__TEKS BACAAN__:
Mungkin kita akan bertemu banyak orang dalam setiap perjalanan, tapi hanya akan ada beberapa yang tersisa dalam kenangan.
| Walk around, capturing the moment! |
Barangkali
aku sangat menyukai kegiatan traveling dan volunteering. Barangkali banyak
orang yang iri karena aku bisa bebas melakukan hal yang dipilih. Barangkali
sebagian orang berharap dapat memiliki jalan yang kupilih, atau mungkin pernah
berpikiran nekad untuk resign dan mencoba jalan yang telah kulalui. Maka, kali
ini aku ingin memberitahu kalian sekali lagi. Jangan tergiur atas apa yang
kalian lihat. Yang nampak menyenangkan belum tentu kenyataannya demikian.
Lakukan yang terbaik dengan jalan yang kalian pilih. Jangan keluar jalur hanya
karena merasa jalan yang dipilih orang lain terlihat lebih menyenangkan.
Apa yang
menjadi pilihanku seringkali dianggap aneh oleh orang kebanyakan, tapi pada
akhirnya akan menjadi apa yang orang gemari. Namun, sekali lagi. Aku memilih
apapun tanpa campur tangan orang lain. Ini semua murni dari hasil diskusi antara
pikiran dan hati. Begitu pula ketika aku memiliki dua kegemaran yang sebenarnya
bertolakbelakang. Dengan segala kemampuan yang kumiliki, aku menggabungkan
keduanya menjadi sesuatu yang bermakna. Tentu dengan porsi yang sesuai dengan
situasi dan kondisi.

Data Sumber
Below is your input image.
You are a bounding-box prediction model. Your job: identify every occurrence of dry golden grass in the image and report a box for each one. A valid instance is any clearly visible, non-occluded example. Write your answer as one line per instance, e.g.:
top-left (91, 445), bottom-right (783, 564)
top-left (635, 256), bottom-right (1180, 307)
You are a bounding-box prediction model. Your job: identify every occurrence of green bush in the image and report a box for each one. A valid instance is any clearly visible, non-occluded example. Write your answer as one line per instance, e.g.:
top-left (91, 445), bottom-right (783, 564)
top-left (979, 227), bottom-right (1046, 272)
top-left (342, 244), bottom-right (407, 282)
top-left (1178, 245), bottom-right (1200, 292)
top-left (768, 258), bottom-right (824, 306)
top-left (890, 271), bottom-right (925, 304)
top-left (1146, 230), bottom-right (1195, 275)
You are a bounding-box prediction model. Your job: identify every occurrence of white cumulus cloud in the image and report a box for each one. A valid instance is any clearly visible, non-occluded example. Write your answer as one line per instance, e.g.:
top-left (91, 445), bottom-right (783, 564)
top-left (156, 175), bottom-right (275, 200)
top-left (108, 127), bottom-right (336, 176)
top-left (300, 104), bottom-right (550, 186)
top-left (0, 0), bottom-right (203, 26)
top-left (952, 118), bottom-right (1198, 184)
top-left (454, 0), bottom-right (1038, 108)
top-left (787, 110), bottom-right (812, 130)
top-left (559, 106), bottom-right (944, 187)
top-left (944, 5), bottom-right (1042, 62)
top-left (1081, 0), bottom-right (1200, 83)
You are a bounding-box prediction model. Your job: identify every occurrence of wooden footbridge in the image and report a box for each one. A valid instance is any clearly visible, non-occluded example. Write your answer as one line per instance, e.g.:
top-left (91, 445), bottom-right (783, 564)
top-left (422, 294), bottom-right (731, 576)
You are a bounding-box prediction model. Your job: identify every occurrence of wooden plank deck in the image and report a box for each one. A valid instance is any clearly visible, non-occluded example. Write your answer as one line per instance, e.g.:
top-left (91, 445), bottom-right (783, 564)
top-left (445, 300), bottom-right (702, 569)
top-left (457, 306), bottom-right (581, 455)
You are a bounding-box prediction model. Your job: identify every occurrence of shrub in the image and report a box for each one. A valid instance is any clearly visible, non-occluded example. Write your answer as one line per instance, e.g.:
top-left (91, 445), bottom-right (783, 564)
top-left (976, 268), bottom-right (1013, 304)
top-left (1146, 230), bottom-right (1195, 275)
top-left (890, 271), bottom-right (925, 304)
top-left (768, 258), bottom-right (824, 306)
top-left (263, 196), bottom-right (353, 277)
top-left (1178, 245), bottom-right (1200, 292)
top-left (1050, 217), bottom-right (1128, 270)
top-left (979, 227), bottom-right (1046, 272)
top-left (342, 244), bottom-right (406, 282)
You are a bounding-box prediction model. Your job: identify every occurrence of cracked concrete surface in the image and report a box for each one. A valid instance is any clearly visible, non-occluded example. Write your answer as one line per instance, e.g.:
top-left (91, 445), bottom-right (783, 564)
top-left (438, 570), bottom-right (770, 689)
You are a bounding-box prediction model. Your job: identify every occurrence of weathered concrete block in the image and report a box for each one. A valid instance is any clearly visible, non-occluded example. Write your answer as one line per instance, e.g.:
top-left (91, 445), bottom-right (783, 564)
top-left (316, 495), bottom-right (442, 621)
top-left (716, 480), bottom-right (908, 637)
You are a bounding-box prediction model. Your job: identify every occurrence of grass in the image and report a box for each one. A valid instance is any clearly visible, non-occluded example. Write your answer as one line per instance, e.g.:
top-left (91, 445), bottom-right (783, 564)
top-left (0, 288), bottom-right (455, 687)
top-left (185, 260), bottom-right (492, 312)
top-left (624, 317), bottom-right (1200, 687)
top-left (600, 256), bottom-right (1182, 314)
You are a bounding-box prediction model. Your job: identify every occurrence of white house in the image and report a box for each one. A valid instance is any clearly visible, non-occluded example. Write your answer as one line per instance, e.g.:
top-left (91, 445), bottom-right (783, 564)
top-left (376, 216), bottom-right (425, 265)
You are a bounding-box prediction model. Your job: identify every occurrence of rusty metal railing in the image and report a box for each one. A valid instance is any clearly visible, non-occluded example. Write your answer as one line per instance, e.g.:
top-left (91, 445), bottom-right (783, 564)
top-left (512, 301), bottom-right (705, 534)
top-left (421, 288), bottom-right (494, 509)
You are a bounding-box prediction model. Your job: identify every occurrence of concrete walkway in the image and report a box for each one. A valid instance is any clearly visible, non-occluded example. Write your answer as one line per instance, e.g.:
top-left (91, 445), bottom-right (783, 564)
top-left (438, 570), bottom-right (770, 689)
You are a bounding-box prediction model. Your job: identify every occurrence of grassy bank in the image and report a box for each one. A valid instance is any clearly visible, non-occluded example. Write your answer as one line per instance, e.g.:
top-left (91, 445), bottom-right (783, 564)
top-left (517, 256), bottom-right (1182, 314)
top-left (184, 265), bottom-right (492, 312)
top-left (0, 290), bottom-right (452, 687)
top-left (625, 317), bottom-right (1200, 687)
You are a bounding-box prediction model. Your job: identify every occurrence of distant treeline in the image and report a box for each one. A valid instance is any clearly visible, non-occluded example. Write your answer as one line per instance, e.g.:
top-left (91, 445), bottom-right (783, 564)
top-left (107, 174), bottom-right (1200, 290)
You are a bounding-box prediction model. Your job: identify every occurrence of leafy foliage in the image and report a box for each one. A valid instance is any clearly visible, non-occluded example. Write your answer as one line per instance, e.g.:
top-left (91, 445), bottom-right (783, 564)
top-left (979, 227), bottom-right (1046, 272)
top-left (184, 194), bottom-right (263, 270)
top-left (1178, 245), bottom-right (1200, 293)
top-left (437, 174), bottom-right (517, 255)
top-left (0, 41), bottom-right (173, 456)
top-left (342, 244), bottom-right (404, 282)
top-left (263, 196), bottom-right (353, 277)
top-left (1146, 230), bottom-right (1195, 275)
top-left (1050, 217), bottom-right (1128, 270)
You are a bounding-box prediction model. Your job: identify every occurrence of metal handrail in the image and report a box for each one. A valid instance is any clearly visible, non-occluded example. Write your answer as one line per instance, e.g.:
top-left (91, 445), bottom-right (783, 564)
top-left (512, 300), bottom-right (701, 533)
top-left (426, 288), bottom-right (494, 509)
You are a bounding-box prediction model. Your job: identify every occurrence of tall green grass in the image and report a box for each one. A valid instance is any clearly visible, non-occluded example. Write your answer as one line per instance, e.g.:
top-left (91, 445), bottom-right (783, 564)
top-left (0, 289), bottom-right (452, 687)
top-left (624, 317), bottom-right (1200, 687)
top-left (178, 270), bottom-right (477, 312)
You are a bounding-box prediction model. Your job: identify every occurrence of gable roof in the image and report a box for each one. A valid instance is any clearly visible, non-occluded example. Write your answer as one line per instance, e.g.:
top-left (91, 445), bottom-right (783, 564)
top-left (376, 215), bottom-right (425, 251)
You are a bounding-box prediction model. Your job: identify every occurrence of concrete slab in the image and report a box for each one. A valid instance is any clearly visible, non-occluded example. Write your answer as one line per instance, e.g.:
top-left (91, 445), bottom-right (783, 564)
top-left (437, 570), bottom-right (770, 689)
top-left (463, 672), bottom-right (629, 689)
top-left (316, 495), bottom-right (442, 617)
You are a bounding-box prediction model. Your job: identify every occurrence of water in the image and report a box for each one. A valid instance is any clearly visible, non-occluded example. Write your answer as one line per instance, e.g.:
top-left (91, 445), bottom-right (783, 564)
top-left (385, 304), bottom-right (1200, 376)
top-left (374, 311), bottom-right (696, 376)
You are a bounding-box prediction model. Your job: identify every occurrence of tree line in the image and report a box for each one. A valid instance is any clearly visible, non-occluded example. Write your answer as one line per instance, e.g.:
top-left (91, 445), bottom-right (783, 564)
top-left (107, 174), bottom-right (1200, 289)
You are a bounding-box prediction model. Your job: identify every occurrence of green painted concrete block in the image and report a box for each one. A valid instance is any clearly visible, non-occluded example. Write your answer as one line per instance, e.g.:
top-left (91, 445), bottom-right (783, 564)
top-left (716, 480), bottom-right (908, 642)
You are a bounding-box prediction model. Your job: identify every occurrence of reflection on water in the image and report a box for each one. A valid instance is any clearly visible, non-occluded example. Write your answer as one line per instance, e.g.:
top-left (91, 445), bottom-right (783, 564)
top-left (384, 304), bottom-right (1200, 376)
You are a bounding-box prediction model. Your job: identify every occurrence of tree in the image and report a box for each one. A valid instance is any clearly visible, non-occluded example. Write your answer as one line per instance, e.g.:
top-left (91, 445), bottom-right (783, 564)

__SOAL LATIHAN A__: Menurut teks bacaan, dari mana semua pilihan penulis berasal?
__SOAL LATIHAN B__: Sunting teks bacaan dengan menulis ulang bagian yang dibuka dengan kata-kata "Mungkin kita akan" dan ditutup dengan "tentu kenyataannya demikian.". Ganti "kegiatan" dengan "aktivitas".
Daftar di atas sama sekali tidak dipakai di sini.

__JAWABAN LENGKAP A__: Murni dari hasil diskusi antara pikiran dan hati.

__JAWABAN LENGKAP B__:
Mungkin kita akan bertemu banyak orang dalam setiap perjalanan, tapi hanya akan ada beberapa yang tersisa dalam kenangan.
| Walk around, capturing the moment! |
Barangkali
aku sangat menyukai aktivitas traveling dan volunteering. Barangkali banyak
orang yang iri karena aku bisa bebas melakukan hal yang dipilih. Barangkali
sebagian orang berharap dapat memiliki jalan yang kupilih, atau mungkin pernah
berpikiran nekad untuk resign dan mencoba jalan yang telah kulalui. Maka, kali
ini aku ingin memberitahu kalian sekali lagi. Jangan tergiur atas apa yang
kalian lihat. Yang nampak menyenangkan belum tentu kenyataannya demikian.